▸ **What to do**:
Render every entry exactly as it appears.

Pointing dataset excerpts
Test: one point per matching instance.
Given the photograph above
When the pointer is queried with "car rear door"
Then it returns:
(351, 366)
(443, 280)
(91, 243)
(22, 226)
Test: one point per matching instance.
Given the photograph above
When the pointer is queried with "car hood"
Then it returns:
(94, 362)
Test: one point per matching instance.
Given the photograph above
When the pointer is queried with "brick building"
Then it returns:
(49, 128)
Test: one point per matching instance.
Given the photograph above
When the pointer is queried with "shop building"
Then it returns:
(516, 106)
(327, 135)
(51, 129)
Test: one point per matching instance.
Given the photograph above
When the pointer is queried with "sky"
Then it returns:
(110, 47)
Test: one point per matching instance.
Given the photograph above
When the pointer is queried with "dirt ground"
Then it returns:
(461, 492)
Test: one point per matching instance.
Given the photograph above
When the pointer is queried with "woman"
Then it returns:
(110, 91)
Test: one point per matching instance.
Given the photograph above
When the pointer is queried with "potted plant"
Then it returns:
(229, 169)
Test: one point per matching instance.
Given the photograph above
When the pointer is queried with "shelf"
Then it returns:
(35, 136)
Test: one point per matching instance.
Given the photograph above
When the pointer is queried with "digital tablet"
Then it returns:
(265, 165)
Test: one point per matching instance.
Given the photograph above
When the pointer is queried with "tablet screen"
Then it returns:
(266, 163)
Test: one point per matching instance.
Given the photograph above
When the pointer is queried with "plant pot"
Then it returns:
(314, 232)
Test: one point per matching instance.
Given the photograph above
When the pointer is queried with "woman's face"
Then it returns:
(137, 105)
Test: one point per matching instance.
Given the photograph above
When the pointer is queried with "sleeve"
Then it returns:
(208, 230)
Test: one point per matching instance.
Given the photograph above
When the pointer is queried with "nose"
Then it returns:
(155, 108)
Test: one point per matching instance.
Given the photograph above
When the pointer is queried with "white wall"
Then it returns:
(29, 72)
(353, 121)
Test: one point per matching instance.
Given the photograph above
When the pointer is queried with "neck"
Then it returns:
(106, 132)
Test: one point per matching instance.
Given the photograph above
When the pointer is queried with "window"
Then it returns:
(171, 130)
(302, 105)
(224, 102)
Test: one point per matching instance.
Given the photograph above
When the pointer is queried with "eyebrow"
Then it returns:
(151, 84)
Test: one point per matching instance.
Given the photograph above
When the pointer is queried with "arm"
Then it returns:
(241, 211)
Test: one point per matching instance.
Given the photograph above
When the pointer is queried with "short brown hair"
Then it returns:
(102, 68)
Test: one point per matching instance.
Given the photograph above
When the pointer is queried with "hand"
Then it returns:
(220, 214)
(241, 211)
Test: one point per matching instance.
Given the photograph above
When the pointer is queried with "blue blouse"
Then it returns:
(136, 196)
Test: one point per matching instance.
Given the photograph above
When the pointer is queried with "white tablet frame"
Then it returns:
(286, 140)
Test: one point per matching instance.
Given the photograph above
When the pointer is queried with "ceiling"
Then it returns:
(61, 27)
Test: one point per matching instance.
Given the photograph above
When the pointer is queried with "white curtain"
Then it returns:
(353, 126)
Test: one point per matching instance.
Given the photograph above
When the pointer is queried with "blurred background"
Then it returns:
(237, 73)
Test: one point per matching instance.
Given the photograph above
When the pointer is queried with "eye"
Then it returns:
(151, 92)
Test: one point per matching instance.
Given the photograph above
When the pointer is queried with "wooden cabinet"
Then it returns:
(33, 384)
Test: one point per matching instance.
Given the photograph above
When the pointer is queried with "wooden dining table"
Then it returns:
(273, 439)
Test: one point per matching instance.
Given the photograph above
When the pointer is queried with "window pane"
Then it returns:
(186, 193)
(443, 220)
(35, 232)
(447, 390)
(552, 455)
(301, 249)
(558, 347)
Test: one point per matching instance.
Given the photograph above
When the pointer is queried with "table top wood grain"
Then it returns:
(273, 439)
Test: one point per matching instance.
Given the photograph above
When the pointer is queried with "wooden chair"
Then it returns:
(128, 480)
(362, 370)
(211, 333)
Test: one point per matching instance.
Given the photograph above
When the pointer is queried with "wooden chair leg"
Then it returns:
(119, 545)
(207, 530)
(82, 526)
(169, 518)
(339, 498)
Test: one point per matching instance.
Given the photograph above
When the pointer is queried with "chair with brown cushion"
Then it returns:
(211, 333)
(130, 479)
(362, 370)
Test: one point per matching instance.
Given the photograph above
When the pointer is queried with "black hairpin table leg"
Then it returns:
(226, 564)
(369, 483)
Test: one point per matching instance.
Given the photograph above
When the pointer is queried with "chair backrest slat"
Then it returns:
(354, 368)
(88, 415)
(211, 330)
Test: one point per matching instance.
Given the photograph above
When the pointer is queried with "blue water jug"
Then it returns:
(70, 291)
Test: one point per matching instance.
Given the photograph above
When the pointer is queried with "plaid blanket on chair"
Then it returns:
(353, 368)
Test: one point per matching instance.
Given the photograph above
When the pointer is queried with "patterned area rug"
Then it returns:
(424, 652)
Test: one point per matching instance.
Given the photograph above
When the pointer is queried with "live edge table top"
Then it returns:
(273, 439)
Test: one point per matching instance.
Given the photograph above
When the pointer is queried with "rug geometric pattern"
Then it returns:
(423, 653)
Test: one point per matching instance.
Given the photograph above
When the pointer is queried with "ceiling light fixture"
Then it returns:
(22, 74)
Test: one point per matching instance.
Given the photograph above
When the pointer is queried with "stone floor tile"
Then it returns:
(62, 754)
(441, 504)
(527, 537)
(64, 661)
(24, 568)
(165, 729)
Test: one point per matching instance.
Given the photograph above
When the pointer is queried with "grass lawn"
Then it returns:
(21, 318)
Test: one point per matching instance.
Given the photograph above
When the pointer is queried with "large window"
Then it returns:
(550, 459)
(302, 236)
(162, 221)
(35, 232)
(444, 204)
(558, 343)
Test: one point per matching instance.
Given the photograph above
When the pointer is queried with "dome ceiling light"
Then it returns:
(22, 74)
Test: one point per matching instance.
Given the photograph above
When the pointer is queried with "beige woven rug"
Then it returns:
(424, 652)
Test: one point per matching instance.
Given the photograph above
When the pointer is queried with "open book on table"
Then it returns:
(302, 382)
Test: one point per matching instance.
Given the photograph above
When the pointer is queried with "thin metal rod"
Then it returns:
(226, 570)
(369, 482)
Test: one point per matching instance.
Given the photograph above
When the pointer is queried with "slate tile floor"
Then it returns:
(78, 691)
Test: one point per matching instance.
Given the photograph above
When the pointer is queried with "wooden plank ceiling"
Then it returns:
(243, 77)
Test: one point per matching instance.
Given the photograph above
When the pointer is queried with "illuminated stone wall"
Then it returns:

▸ **Full answer**:
Test: one point per matching instance.
Given the photograph above
When the pointer is queried with "car rear door"
Then it returns:
(351, 366)
(443, 280)
(91, 243)
(22, 226)
Test: one point per matching instance.
Given the photograph above
When the pointer is queried with "car hood"
Then it returns:
(94, 362)
Test: one point per matching instance.
Given the photograph above
When the pointer is queried with "brick building"
Then it returns:
(49, 128)
Test: one point per matching instance.
Given the photograph above
When the pointer is queried with "shop building"
Then it returns:
(516, 106)
(327, 135)
(51, 129)
Test: one point per matching instance.
Given the photograph above
When the pointer is queried with "sky"
Then it returns:
(110, 47)
Test: one point per matching instance.
Given the photograph above
When the pointer is queried with "dirt ground"
Then it returns:
(461, 492)
Test: one point per matching instance.
Given the photograph above
When the pointer is queried with "woman"
Then it returns:
(110, 91)
Test: one point per matching instance.
Given the photograph above
When the pointer is queried with "potted plant"
Then it returns:
(229, 169)
Test: one point per matching instance.
Given the photograph above
When the pointer is queried with "shelf"
Then it returns:
(35, 136)
Test: one point per matching instance.
Given the photograph above
When the pointer is queried with "digital tablet"
Then it returns:
(265, 165)
Test: one point per matching instance.
Given the photograph above
When the pointer is queried with "tablet screen"
Then it returns:
(266, 163)
Test: one point per matching instance.
Given the photograph above
When the pointer is queried with "plant pot"
Then it returns:
(314, 232)
Test: one point per matching instance.
Given the photograph above
When the pointer is queried with "woman's face"
Then it returns:
(137, 105)
Test: one point per matching instance.
Given the photograph above
When the pointer is queried with "sleeve"
Then it returns:
(208, 230)
Test: one point per matching instance.
Given the photograph above
When the pointer is queried with "nose"
Then it returns:
(155, 108)
Test: one point per matching instance.
Given the photograph above
When the pointer is queried with "white wall"
Then it returns:
(29, 72)
(353, 121)
Test: one point per matching instance.
Given the photograph above
When the pointer is queried with "neck"
Then it returns:
(106, 132)
Test: one point per matching instance.
Given the photograph above
When the pointer is queried with "window"
Then it returns:
(171, 130)
(302, 105)
(224, 102)
Test: one point per matching instance.
Given the photograph above
When the pointer is queried with "eyebrow"
Then it returns:
(151, 84)
Test: one point per matching instance.
Given the photograph above
When the pointer is queried with "arm"
Then it returns:
(241, 211)
Test: one point per matching instance.
Given the photograph above
When the pointer is queried with "short brown hair"
Then it returns:
(102, 68)
Test: one point per matching instance.
Given the photograph above
When the pointer is queried with "hand"
Then it returns:
(220, 214)
(241, 211)
Test: one point per matching instance.
Given the photograph above
When the pointer is queried with "blue blouse"
Then it returns:
(136, 196)
Test: one point per matching instance.
Given the photograph above
When the pointer is queried with "white tablet frame"
Then it returns:
(286, 140)
Test: one point per matching instance.
Given the photograph above
When the pointer is queried with "ceiling"
Then it returns:
(61, 27)
Test: one point per matching instance.
Given the photograph above
When the pointer is queried with "white curtain"
Then it returns:
(353, 126)
Test: one point per matching instance.
Given the photograph above
When the pointer is queried with "blurred background"
Then it returns:
(237, 73)
Test: one point per matching instance.
Given the photograph above
When the pointer is queried with "eye"
Then it returns:
(151, 92)
Test: one point per matching instance.
Given the photograph above
When the pointer is queried with "wooden cabinet"
Then it returns:
(33, 384)
Test: one point per matching instance.
Given the photograph above
When the pointer is queried with "wooden dining table"
Then it returns:
(273, 439)
Test: one point per matching instance.
Given the photograph above
When the pointer is queried with "window pane"
Then it returns:
(186, 193)
(443, 220)
(35, 232)
(447, 390)
(552, 455)
(301, 249)
(558, 347)
Test: one point per matching instance.
Given the photograph above
When the pointer is queried with "table top wood grain"
Then it returns:
(273, 439)
Test: one point per matching instance.
Given the photograph above
When the pointer is queried with "wooden chair"
Then it returns:
(128, 480)
(362, 370)
(211, 333)
Test: one point per matching instance.
Given the photograph above
When the pointer is queried with "wooden chair leg"
Then it returns:
(119, 545)
(207, 530)
(82, 526)
(169, 518)
(339, 498)
Test: one point per matching instance.
Given the photograph above
When the pointer is queried with "chair with brown cushion"
Then it returns:
(211, 333)
(130, 479)
(362, 370)
Test: one point per matching instance.
Given the photograph above
When the pointer is queried with "black hairpin table leg"
Then it returns:
(226, 564)
(369, 483)
Test: one point per matching instance.
Given the photograph above
When the pointer is queried with "chair backrest slat"
Then it returns:
(354, 368)
(88, 415)
(211, 330)
Test: one point per matching instance.
Given the photograph above
When the pointer is queried with "blue water jug"
Then it returns:
(70, 291)
Test: one point per matching instance.
Given the photograph above
When the pointer is queried with "plaid blanket on chair"
Then it returns:
(353, 368)
Test: one point per matching instance.
Given the photograph above
When the pointer is queried with "patterned area rug"
Then it returns:
(424, 652)
Test: one point per matching instance.
Given the photograph above
When the pointer is queried with "live edge table top"
Then it returns:
(273, 439)
Test: one point per matching instance.
Given the photograph above
When the pointer is queried with "rug geometric pattern"
Then it returns:
(423, 653)
Test: one point per matching instance.
Given the photograph above
When the pointer is queried with "ceiling light fixture"
Then it returns:
(22, 74)
Test: one point per matching instance.
Given the photograph above
When the pointer is queried with "stone floor tile"
Then it returns:
(62, 754)
(441, 504)
(527, 537)
(64, 661)
(24, 568)
(165, 729)
Test: one point per matching instance.
Given the photograph above
When the pointer is queried with "grass lawn"
Then it returns:
(21, 318)
Test: one point per matching instance.
Given the photograph above
When the pointer is queried with "large window"
Then it returns:
(550, 459)
(302, 236)
(162, 221)
(35, 232)
(444, 204)
(558, 343)
Test: one point per matching instance.
Given the photograph above
When the pointer is queried with "dome ceiling light"
Then it returns:
(22, 74)
Test: one point per matching instance.
Given the photograph above
When the pointer is queried with "beige woven rug"
Then it returns:
(424, 652)
Test: one point per matching instance.
Given the photograph above
When the pointer is queried with "open book on table"
Then it returns:
(302, 382)
Test: one point per matching instance.
Given the photograph above
When the pointer is queried with "thin metal rod"
Then it returns:
(226, 570)
(369, 482)
Test: one point per matching instance.
Given the photograph above
When the pointer is queried with "slate tile floor"
Then it returns:
(78, 691)
Test: one point per matching instance.
Given the photograph above
When the pointer is queried with "wooden plank ceiling"
Then it returns:
(243, 77)
Test: one point per matching instance.
Given the photograph above
When the pointer is queried with "illuminated stone wall"
Then it returns:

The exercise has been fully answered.